*To do:*
1 > Answer these from the passage on audio artivism:
(a) What five perils does Kurasawa (2009) outline?
(b) What free online platform does the passage name as a source of censorship risk?
(c) What corporate business does it give as an example of the interconnected institutions?
2 > Please write the next part of the passage on audio artivism, picking up after its final sentence.

*Passage shown:*
Countering the Perils of Audio ‘Artivism’

As an ‘artivist’ piece, this product essentially falls within the categorical approach of persuasion, which means that it is dependent on the compassion of others to “effect the changes sought out” (Burstow, 2015). This poses challenges captured within the five perils outlined by Kurasawa (2009): Silence, Incomprehensibility, Indifference, Forgetting, and Repetition (p.95).  Within this understanding, I conceive of my challenges to be the following (though I am sure there are many more):

First, I know that online the quality of the vessel doesn’t necessarily mean the message will go viral; it needs a level of legitimacy, and in many cases popularity,  in order for it to first, move across social groups and then, second, for that momentum to be powerful enough and  sustainable enough to move onward and reach higher levels of power  I also recognize that whether the message is decipherable highly depends on a few things including the listener’s stance on psychiatric issues and their level of cultural literacy with respect to film and sound art. Thirdly, I can identify censorship barriers stemming from copyright laws and the use of free online platforms such as soundcloud, which puts this product at risk of being erased if the product gets popular, or if these companies don’t like my use of their product or the message itself.   Finally, and the most significant of them all is the interconnected institutions such as Psychiatry, the Government, and Corporate Business, such as Bell. These all perpetually establish and enforce the status quo by aggressively promoting biomedical models of mental health and psychiatric consumerism.

*Input data:*
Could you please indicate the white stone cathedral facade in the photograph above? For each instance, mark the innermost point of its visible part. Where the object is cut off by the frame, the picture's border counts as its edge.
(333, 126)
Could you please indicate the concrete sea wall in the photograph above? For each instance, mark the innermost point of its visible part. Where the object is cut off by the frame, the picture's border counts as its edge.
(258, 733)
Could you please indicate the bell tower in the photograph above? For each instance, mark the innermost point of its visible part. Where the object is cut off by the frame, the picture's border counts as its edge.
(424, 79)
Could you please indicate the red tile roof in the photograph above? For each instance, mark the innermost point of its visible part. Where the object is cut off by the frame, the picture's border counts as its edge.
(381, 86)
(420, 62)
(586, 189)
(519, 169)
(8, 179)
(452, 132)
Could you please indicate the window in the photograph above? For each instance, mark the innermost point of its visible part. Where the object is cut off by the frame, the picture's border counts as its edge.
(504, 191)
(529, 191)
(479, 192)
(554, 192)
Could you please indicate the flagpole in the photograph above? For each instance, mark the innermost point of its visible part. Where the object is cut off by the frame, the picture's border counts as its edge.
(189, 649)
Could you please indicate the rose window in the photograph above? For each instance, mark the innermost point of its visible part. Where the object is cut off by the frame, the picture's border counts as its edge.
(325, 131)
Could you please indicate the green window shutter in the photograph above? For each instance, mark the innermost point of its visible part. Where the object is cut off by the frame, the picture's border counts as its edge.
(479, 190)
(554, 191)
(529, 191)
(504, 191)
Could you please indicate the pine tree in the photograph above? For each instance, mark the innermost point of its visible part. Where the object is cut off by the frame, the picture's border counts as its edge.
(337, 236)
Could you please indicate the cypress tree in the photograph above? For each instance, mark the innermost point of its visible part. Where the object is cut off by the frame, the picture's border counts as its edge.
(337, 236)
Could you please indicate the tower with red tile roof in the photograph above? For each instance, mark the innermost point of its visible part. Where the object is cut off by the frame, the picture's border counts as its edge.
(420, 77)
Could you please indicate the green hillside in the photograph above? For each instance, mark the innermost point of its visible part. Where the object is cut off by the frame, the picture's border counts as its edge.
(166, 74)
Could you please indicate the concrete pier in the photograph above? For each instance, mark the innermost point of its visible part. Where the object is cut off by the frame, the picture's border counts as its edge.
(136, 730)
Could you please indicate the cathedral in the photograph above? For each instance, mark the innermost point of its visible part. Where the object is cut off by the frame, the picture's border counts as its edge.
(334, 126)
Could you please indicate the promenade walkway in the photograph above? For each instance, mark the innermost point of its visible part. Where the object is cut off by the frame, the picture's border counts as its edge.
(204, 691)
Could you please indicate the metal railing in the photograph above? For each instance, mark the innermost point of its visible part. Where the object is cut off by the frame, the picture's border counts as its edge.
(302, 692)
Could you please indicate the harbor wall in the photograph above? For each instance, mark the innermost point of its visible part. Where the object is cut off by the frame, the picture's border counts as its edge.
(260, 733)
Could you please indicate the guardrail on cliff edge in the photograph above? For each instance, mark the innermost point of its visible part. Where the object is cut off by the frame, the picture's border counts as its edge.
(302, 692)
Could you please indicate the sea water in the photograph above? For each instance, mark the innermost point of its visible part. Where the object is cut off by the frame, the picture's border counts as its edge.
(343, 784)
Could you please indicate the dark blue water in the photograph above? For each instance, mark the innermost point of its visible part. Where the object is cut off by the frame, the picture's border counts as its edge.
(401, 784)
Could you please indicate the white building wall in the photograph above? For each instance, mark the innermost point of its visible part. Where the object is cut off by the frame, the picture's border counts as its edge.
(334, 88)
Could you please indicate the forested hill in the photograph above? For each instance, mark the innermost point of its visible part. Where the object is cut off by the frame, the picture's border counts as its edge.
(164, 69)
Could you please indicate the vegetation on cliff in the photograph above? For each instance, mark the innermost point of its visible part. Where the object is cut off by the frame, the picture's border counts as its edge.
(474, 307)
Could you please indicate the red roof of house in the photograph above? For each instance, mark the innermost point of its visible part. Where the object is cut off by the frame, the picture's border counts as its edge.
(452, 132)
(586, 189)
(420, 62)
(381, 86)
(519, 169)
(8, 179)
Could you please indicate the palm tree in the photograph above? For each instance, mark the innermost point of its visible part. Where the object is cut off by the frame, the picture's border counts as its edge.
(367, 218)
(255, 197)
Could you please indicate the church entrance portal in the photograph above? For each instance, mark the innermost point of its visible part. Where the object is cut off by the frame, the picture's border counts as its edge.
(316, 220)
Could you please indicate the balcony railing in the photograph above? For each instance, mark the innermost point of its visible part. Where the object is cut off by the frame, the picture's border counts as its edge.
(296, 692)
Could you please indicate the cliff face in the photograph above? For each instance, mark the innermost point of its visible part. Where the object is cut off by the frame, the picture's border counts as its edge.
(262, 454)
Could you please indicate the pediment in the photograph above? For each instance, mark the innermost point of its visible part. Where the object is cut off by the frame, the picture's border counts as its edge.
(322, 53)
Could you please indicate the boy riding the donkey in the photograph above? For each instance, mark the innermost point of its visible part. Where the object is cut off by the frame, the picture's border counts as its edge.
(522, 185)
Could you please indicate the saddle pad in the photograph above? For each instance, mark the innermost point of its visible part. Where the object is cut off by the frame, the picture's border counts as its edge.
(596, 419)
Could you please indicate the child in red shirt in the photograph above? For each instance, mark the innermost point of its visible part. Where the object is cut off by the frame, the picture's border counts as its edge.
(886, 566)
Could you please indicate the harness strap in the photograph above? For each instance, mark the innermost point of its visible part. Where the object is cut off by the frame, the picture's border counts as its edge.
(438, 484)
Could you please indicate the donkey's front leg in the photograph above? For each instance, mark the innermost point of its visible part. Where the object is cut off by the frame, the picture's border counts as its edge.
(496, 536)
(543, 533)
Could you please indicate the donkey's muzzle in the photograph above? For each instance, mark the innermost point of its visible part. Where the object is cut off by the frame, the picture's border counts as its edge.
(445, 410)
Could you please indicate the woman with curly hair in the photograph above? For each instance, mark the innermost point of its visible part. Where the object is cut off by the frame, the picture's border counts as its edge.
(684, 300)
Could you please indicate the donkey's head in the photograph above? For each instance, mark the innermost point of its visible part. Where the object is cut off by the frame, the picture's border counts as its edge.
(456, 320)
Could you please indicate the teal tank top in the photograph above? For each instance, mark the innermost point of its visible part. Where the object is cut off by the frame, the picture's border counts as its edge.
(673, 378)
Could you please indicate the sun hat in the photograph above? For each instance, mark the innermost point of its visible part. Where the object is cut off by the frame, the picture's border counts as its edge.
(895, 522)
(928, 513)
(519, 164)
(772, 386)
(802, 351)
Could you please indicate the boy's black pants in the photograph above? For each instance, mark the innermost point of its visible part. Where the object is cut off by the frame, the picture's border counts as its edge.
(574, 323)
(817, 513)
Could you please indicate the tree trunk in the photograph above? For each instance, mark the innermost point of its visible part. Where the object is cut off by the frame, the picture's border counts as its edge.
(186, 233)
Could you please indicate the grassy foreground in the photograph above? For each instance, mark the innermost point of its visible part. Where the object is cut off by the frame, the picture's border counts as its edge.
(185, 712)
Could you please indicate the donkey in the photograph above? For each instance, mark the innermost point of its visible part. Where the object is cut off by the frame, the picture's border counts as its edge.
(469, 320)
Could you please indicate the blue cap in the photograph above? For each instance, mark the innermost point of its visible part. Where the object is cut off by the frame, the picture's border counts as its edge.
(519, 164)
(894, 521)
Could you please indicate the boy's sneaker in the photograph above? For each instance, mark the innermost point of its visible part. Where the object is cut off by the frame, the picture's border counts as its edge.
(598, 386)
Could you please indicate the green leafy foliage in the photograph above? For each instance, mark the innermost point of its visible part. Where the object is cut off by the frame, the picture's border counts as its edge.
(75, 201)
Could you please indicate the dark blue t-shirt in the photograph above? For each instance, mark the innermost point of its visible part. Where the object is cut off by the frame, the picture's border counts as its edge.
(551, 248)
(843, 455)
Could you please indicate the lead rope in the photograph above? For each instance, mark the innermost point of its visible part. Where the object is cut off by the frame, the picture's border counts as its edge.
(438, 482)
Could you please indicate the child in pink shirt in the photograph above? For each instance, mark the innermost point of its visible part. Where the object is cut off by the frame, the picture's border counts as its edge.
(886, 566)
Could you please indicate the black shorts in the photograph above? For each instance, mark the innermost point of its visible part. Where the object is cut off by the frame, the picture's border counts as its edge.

*Answer list:*
1 >
(a) Silence, Incomprehensibility, Indifference, Forgetting, and Repetition
(b) Soundcloud
(c) Bell

2 >
Some strategies for countering Kurasawa’s perils for artivist audio projects include:

  1. Since audio can be easily shared, there is potential to create alliances founded on diversity by, for example, including various social actors such as buskers, impressionists, sound design students and mental health workers within production.  Another example could be including a wide range of movies in different languages from various countries across the globe.

  2. A strategy for combating collective amnesia is engaging in historical archiving. Birdsall, Parry & Tkaczyk (2012) engaged in auditory historical archiving while discussing the ways sound could be used to give voice to those that have been silenced. They provided that the voices of medical practitioners dominate the records in medical history, while patients' perspectives have been ignored, erased or filtered. Their creative strategy included “the use of sound to interrogate established narratives, [...], and to foster empathic listening among audiences.” (Birdsall, Parry & Tkaczyk, 2012). For example, recordings of therapy sessions may better demonstrate the condescending nature of the practitioner-patient relationship when there is tone and volume involved in their conception. This project, Psychiatric Hollywood, was produced under similar principles of auditory exploration, archiving and bearing witness. 

  3. Lastly, as a witness, artivist, and ally, the most important thing I can do is show up for those that have been disenfranchised: by continuing to share, to engage in dialogue with others, and to create products (audio or otherwise) that keep people challenging what happens in our front yard and behind closed doors.